# PROBLEM DESCRIPTION
Everything from the line that holds "Mark the blurred" through the end of the data below should be output exactly, both ends included.

# PROVIDED RECORDS
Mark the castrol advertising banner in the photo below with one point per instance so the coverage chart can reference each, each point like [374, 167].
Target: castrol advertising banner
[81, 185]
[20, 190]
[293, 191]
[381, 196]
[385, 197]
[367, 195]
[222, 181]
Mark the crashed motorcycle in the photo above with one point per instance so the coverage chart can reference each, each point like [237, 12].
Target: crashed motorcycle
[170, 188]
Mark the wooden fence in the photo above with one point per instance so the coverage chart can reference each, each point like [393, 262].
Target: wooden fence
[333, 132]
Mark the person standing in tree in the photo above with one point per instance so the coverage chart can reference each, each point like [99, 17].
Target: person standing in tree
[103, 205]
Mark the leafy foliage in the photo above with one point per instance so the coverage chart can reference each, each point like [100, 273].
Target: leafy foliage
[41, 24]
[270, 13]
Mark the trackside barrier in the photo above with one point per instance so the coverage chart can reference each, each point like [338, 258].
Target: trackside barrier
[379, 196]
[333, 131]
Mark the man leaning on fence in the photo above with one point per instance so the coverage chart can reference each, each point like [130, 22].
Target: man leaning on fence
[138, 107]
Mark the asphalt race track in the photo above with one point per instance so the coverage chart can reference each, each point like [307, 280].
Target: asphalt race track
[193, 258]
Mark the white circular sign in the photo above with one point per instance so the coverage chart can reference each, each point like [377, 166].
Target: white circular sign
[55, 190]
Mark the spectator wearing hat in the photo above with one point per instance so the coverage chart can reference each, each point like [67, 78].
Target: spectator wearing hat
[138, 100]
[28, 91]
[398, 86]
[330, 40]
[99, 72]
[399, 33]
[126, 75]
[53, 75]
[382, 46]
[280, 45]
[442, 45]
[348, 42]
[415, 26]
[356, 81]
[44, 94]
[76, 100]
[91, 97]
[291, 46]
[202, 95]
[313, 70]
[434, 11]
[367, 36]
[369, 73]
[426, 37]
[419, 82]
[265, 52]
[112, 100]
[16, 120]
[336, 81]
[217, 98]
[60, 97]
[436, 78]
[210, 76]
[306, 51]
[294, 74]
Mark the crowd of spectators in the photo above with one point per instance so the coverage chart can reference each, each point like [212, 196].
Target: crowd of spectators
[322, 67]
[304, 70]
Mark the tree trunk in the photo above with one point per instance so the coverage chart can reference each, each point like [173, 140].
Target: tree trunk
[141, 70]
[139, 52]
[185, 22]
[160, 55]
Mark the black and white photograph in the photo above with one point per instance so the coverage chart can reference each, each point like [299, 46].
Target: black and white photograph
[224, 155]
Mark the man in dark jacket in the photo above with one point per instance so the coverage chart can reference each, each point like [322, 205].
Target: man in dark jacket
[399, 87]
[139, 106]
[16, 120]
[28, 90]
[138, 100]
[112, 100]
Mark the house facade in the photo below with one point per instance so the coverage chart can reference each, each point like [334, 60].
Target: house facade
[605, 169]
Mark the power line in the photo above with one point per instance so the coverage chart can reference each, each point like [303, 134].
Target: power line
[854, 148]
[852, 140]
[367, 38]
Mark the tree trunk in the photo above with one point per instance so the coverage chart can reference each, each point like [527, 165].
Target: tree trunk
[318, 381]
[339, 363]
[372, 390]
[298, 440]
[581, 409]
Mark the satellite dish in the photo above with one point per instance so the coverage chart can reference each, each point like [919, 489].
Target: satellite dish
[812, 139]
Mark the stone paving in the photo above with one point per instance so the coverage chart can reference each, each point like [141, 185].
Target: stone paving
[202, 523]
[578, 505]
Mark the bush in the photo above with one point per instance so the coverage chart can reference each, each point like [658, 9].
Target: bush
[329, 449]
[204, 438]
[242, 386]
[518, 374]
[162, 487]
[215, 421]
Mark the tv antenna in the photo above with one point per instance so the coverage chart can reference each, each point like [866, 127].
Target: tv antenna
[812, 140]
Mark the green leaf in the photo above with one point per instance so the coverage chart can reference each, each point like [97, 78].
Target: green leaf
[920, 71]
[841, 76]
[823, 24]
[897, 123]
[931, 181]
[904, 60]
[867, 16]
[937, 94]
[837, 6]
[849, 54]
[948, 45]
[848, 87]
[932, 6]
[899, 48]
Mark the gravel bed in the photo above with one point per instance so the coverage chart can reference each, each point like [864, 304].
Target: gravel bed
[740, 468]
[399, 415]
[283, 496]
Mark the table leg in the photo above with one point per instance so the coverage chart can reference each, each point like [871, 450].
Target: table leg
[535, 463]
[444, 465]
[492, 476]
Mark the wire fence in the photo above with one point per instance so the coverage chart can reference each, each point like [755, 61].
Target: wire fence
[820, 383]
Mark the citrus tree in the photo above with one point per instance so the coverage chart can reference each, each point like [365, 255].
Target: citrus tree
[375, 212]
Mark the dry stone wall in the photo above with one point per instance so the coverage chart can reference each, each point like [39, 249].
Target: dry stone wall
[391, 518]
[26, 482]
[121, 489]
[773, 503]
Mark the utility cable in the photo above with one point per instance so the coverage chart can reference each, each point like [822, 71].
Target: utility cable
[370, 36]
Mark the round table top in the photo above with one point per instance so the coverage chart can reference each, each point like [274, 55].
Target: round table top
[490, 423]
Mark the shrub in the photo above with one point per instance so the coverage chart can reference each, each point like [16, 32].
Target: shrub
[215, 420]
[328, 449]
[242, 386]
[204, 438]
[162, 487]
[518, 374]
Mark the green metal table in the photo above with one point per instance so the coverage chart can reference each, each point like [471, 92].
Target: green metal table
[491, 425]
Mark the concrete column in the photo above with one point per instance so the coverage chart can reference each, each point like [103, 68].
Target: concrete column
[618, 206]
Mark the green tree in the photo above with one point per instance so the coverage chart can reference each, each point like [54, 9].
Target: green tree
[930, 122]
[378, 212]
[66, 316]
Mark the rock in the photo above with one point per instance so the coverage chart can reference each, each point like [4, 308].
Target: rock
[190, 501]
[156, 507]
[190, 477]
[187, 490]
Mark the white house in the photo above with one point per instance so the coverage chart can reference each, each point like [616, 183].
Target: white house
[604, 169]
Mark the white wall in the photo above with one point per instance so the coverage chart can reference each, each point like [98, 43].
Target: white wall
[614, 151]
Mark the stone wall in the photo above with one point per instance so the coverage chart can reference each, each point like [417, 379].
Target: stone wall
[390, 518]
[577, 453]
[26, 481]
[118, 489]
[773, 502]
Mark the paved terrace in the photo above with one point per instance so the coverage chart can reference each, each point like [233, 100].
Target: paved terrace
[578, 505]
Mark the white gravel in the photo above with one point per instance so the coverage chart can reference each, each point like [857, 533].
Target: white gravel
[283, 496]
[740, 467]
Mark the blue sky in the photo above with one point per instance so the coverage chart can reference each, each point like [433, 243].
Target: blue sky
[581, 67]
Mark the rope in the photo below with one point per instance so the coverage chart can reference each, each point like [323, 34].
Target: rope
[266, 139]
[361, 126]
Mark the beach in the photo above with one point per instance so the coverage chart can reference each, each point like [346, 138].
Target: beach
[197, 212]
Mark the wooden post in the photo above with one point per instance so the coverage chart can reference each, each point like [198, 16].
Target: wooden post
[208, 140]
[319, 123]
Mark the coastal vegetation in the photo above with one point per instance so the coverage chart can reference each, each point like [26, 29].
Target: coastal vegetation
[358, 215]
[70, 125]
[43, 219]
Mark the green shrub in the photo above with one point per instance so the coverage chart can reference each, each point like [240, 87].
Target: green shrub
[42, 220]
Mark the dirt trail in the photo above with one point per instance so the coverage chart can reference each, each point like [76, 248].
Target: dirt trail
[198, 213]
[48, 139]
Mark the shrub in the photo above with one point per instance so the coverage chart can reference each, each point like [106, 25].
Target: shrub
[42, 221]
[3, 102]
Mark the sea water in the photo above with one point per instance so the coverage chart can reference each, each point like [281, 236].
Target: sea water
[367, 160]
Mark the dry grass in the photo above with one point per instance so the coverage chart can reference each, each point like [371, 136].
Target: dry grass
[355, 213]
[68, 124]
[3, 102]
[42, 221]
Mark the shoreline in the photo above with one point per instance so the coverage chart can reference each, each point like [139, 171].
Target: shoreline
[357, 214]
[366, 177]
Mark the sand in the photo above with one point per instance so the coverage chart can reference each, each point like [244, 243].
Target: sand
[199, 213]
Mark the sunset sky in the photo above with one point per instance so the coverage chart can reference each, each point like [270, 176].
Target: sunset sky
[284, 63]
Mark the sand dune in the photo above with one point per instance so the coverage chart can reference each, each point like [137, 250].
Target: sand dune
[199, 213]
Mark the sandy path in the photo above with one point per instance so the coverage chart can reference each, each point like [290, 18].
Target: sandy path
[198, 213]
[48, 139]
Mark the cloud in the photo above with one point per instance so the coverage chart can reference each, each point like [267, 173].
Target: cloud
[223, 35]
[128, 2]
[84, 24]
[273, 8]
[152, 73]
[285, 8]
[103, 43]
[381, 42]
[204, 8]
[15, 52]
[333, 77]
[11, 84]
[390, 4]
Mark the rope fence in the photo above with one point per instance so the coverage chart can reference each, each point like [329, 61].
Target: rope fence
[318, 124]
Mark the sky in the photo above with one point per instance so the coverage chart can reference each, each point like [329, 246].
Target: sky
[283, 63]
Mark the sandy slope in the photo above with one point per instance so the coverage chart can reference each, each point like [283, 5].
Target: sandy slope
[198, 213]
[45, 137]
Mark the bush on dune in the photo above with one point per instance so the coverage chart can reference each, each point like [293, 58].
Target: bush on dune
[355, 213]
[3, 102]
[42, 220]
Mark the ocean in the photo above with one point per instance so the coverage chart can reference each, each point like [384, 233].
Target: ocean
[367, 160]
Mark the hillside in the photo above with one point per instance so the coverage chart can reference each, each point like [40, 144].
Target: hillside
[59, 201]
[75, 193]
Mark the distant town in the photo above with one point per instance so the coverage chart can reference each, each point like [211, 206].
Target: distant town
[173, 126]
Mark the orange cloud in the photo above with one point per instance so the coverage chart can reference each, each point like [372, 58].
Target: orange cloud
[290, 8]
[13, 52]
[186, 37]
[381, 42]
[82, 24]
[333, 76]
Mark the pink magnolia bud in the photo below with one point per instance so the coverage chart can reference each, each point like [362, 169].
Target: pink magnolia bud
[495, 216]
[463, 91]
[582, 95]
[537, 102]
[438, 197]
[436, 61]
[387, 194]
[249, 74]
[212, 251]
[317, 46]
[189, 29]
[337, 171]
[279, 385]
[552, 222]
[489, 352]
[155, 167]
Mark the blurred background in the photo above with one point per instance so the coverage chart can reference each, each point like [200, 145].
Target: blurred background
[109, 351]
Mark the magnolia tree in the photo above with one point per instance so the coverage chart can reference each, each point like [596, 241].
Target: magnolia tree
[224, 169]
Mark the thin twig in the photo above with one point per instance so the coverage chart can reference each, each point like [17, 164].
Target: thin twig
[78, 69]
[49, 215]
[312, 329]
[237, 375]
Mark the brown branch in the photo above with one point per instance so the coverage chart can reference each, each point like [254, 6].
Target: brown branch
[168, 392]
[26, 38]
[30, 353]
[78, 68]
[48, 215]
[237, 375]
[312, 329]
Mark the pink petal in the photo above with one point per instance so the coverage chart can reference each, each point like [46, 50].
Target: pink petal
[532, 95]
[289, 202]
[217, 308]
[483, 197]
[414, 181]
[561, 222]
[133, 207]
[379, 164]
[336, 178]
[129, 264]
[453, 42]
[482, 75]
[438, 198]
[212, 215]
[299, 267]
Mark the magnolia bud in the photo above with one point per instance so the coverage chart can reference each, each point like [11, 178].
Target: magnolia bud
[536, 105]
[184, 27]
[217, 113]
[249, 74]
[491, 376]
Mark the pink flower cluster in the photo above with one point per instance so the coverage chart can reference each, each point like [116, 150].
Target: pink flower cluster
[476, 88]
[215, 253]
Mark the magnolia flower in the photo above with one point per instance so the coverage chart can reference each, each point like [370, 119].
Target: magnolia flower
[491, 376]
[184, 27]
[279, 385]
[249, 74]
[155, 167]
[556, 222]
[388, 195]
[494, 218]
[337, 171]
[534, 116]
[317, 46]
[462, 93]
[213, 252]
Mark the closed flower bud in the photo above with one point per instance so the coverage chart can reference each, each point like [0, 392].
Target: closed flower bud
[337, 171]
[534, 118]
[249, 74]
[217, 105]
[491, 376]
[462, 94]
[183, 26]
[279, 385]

# THE REPLY
Mark the blurred background in the photo above with one point per instance so the coverage chart can reference each, each point like [200, 145].
Target: blurred background
[109, 351]
Mark the magnolia tree in the photo above with one point per instance so the coverage chart can reference each, each point like [596, 241].
Target: magnolia tree
[224, 169]
Mark the thin twig in the photo above with one point per instance so the coverage chart can reference each, each point like [17, 164].
Target: thin twig
[78, 69]
[49, 215]
[312, 329]
[237, 375]
Mark the brown branch in the photo above with one point per instance so the coverage chart can reference each, each point like [254, 6].
Target: brown branch
[168, 392]
[26, 38]
[30, 353]
[78, 68]
[48, 215]
[237, 375]
[312, 329]
Mark the pink petal in the photo above with one point per instance so the coverage chart can reference each, each point like [46, 50].
Target: pink petal
[532, 95]
[289, 202]
[217, 308]
[483, 197]
[414, 181]
[561, 222]
[133, 207]
[379, 164]
[336, 178]
[129, 264]
[453, 42]
[482, 75]
[438, 198]
[212, 215]
[299, 267]
Mark the magnolia bud in the photo above with one point per instance so the coverage chart can reference each, each point like [11, 178].
Target: magnolia bud
[536, 105]
[184, 27]
[217, 113]
[249, 74]
[491, 376]
Mark the pink flower cluster in the photo above with one point per instance so the coverage chart can reference each, each point like [116, 150].
Target: pink flower cluster
[476, 88]
[215, 253]
Mark the magnolia flower in the photo above with one point per instance so the coverage chart can reference each, each point like [370, 119].
Target: magnolia flower
[491, 376]
[184, 27]
[279, 385]
[249, 74]
[155, 167]
[556, 222]
[388, 195]
[494, 218]
[337, 171]
[534, 116]
[317, 46]
[462, 93]
[213, 252]
Mark the closed flower bud in the photo above with one point per instance so the coverage chart can reference each, each point like [0, 392].
Target: closed flower bud
[337, 171]
[534, 118]
[249, 74]
[217, 105]
[491, 376]
[462, 94]
[183, 26]
[279, 385]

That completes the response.